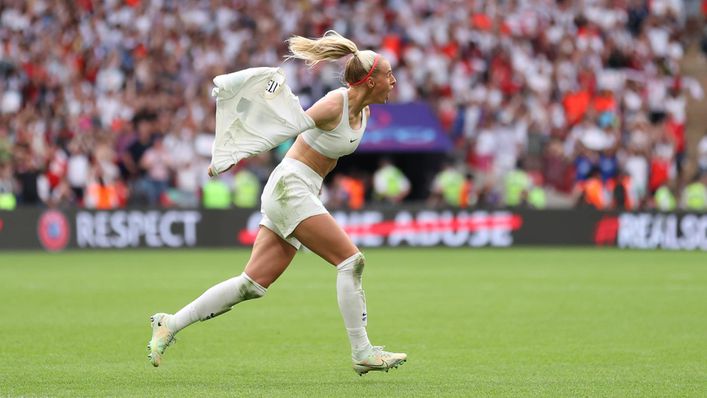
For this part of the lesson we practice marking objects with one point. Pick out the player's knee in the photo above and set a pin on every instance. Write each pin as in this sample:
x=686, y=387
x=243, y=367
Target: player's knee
x=355, y=262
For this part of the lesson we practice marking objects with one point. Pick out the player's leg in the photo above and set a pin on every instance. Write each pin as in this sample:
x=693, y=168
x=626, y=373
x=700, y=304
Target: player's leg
x=270, y=257
x=325, y=237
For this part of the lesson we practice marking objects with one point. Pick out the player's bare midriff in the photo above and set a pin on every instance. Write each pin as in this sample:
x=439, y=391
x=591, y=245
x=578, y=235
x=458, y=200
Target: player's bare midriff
x=307, y=155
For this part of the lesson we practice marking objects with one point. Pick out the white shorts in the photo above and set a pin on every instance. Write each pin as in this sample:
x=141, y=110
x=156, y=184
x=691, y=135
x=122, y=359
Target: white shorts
x=290, y=196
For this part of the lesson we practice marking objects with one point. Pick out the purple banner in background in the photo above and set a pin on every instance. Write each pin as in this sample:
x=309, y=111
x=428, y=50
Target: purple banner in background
x=410, y=127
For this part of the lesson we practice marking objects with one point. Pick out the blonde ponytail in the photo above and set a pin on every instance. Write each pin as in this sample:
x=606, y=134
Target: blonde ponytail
x=331, y=47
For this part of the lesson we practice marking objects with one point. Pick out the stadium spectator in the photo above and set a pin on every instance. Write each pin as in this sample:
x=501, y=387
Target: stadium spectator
x=450, y=187
x=389, y=182
x=694, y=195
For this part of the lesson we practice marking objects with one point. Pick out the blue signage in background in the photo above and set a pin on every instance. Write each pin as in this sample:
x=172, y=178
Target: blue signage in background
x=410, y=127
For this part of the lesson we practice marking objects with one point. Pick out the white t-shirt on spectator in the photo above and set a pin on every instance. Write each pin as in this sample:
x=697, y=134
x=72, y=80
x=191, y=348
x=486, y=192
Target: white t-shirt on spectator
x=77, y=170
x=637, y=168
x=702, y=153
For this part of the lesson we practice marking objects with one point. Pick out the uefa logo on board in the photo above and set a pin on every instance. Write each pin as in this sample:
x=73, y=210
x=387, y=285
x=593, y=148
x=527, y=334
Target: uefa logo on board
x=53, y=230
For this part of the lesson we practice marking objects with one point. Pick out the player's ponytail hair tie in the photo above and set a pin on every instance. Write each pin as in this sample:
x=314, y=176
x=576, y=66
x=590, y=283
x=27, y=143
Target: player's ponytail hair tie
x=370, y=72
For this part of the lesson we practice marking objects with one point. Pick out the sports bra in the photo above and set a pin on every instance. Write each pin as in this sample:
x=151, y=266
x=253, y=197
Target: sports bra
x=340, y=141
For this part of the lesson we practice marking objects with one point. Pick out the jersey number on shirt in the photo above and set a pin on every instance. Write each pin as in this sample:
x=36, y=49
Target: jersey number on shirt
x=272, y=86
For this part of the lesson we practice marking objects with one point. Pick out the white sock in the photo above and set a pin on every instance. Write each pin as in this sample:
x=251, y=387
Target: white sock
x=352, y=302
x=215, y=301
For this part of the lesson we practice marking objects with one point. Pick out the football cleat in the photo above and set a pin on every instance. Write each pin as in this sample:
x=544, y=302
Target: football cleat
x=379, y=360
x=162, y=337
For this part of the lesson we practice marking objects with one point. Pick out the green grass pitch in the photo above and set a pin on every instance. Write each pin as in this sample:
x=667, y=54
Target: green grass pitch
x=517, y=323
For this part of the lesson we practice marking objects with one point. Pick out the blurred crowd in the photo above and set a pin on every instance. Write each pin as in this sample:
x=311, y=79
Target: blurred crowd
x=107, y=104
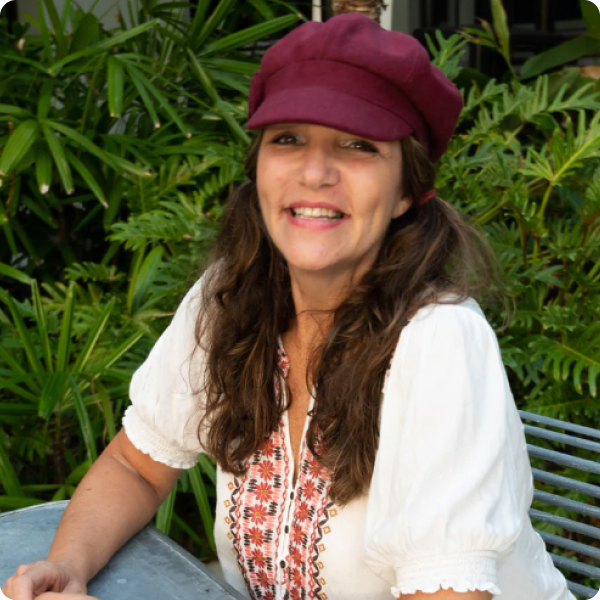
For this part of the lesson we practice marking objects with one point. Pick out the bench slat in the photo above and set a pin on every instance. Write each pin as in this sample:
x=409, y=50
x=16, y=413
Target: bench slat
x=565, y=482
x=561, y=424
x=565, y=524
x=574, y=505
x=564, y=459
x=576, y=567
x=582, y=590
x=562, y=438
x=561, y=542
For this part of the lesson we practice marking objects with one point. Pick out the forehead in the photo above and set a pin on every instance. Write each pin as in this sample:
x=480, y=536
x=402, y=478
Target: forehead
x=310, y=128
x=313, y=129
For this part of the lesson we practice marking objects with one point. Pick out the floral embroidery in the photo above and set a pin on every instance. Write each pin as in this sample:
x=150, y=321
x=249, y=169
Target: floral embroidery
x=256, y=514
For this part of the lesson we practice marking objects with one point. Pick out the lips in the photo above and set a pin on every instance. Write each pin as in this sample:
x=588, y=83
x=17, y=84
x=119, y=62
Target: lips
x=308, y=204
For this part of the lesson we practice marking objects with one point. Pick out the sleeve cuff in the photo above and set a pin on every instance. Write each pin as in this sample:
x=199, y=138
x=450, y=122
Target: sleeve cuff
x=462, y=573
x=146, y=440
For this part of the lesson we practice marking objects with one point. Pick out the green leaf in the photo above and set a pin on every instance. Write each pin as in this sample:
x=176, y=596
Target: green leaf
x=570, y=51
x=263, y=8
x=87, y=177
x=17, y=410
x=231, y=66
x=93, y=336
x=18, y=145
x=43, y=167
x=64, y=341
x=15, y=274
x=40, y=317
x=116, y=85
x=591, y=16
x=133, y=71
x=43, y=27
x=212, y=23
x=164, y=515
x=26, y=341
x=198, y=22
x=45, y=98
x=18, y=502
x=145, y=98
x=121, y=351
x=86, y=34
x=52, y=393
x=59, y=34
x=15, y=111
x=145, y=277
x=8, y=477
x=501, y=27
x=84, y=422
x=111, y=160
x=106, y=44
x=204, y=79
x=60, y=160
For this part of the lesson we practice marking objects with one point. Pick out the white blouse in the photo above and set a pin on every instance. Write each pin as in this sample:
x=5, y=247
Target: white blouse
x=449, y=499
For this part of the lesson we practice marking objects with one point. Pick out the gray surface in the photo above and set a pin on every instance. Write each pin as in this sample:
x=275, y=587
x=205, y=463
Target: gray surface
x=150, y=566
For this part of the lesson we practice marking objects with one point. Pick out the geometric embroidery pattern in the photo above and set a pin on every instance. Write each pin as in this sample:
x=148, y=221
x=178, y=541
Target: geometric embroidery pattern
x=256, y=518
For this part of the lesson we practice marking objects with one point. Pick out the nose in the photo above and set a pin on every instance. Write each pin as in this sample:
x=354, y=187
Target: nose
x=317, y=167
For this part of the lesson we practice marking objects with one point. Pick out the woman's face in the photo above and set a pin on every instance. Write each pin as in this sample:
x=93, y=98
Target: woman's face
x=304, y=166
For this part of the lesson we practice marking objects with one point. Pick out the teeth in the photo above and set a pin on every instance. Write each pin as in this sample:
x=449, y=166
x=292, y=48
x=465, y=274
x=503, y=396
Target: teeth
x=318, y=213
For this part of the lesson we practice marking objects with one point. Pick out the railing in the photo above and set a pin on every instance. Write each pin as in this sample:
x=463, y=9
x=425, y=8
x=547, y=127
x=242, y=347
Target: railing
x=556, y=448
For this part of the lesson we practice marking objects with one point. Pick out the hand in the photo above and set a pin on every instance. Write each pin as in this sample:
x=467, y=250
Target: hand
x=57, y=580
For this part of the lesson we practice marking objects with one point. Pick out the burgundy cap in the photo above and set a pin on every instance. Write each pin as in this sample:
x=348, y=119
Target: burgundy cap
x=351, y=74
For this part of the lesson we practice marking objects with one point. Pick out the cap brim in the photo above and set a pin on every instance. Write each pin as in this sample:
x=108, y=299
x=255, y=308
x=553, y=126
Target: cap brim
x=330, y=108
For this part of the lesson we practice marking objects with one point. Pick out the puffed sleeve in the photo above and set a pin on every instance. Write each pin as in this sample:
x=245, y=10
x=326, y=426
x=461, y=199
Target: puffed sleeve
x=444, y=505
x=166, y=406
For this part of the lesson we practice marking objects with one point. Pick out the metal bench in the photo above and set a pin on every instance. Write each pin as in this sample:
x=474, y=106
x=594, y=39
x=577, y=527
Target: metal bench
x=148, y=567
x=570, y=493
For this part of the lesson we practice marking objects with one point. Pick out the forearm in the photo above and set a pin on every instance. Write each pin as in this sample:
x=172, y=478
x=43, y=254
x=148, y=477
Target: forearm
x=111, y=504
x=449, y=595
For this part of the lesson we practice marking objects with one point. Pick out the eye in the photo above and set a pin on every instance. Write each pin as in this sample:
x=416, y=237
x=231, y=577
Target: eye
x=366, y=145
x=277, y=139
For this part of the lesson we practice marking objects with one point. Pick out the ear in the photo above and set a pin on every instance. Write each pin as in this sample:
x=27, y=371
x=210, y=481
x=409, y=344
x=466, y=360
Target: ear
x=402, y=205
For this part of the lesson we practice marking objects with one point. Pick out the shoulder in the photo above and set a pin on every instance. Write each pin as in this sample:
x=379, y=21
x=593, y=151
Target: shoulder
x=447, y=325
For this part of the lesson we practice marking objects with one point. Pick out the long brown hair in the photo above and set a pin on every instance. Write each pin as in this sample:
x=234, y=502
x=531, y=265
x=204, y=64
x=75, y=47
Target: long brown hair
x=247, y=302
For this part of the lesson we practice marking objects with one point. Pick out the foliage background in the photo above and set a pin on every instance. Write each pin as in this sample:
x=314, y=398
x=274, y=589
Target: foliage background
x=118, y=151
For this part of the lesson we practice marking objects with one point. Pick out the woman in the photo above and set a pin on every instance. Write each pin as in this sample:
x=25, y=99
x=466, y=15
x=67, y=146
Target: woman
x=332, y=359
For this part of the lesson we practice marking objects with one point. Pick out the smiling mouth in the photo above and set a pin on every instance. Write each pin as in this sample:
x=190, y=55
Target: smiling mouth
x=322, y=214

*Exercise brief*
Can you edit the rows, starting at the very beginning and going on through the line with "x=355, y=262", so that "player's knee" becomes "player's ankle" and nothing else changes? Leave the pictures out of your reply.

*Result below*
For this part of the lesson we practice marking objects with one point. Pick out the player's ankle in the photo above and set a pin on every instance. Write each pin as in this sample:
x=686, y=387
x=243, y=367
Target: player's ankle
x=355, y=262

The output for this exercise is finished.